-------- GIVEN DATA

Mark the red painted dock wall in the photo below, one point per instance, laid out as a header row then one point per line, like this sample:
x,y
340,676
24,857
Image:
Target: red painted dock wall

----------------

> [WORK REQUIRED] Reproduce every line of the listing with "harbor wall" substituted for "dock wall", leaving all else as it is.

> [EXERCISE ANSWER]
Mark the red painted harbor wall in the photo below, one point per instance, laid out as a header row then one point per line, like this sample:
x,y
340,676
24,857
Image:
Target: red painted harbor wall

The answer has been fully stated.